[[ Listed entries open ]]

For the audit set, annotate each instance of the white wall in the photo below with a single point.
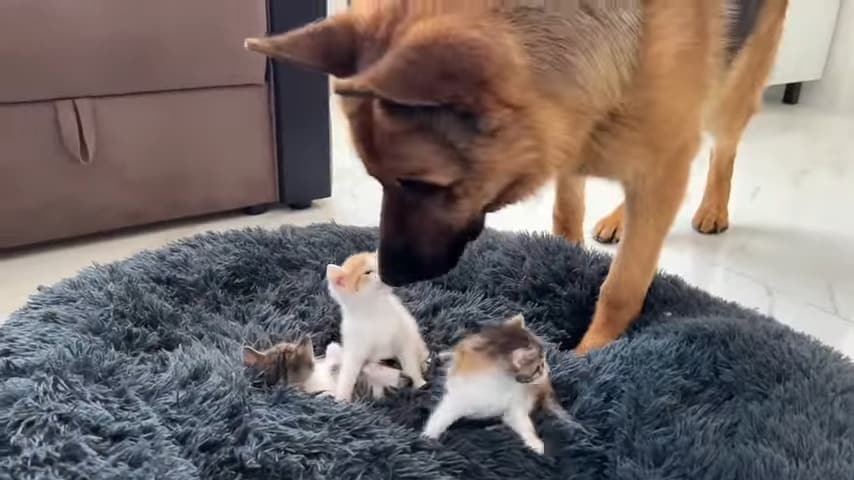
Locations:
(836, 89)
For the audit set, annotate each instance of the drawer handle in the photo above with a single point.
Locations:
(76, 120)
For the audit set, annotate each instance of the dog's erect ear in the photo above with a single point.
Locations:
(330, 45)
(438, 62)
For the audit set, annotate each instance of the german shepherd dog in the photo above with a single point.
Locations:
(461, 107)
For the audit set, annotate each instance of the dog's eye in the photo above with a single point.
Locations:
(420, 187)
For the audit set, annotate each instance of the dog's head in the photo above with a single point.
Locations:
(440, 114)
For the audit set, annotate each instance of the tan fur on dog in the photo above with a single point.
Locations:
(460, 107)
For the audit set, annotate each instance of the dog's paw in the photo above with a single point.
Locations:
(711, 218)
(610, 228)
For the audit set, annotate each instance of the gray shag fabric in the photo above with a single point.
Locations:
(133, 370)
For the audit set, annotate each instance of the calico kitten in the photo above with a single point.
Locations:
(294, 364)
(499, 372)
(375, 325)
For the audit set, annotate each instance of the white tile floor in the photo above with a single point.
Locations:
(789, 252)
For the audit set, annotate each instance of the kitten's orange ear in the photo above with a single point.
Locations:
(523, 357)
(330, 46)
(335, 275)
(517, 321)
(252, 357)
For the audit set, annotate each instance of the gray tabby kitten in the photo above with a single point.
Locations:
(294, 364)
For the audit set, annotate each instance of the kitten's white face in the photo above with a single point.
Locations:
(357, 276)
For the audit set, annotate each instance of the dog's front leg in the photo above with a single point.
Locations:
(652, 201)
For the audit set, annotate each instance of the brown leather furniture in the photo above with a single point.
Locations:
(124, 112)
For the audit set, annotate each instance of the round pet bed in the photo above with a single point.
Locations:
(133, 370)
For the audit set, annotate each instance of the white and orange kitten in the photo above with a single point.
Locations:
(375, 325)
(500, 372)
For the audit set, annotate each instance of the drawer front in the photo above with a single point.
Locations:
(132, 160)
(59, 48)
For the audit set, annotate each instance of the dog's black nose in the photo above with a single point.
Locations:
(399, 266)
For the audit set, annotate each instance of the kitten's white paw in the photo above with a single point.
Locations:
(536, 445)
(418, 383)
(339, 397)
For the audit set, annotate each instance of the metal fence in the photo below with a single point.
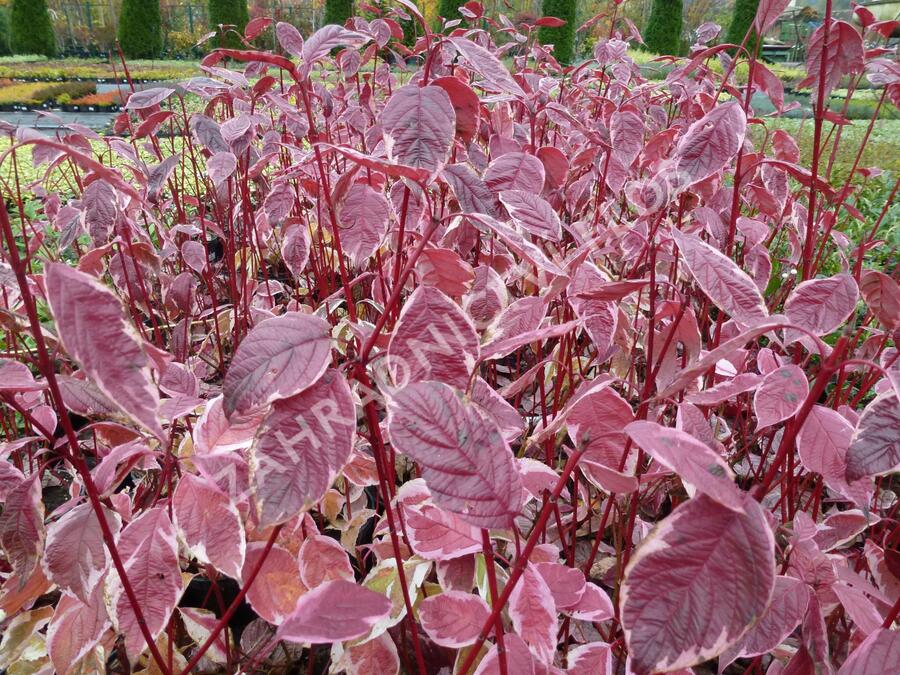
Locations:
(88, 27)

[[ Listed entries closed ]]

* _Work task_:
Your answer should be each line from the entries that includes the string "drawer".

* _Your solution_:
For the audit set, annotate each instance of the drawer handle in the photo above with a single point.
For the audit set, annotate each instance of the drawer front in the photo above with a single point.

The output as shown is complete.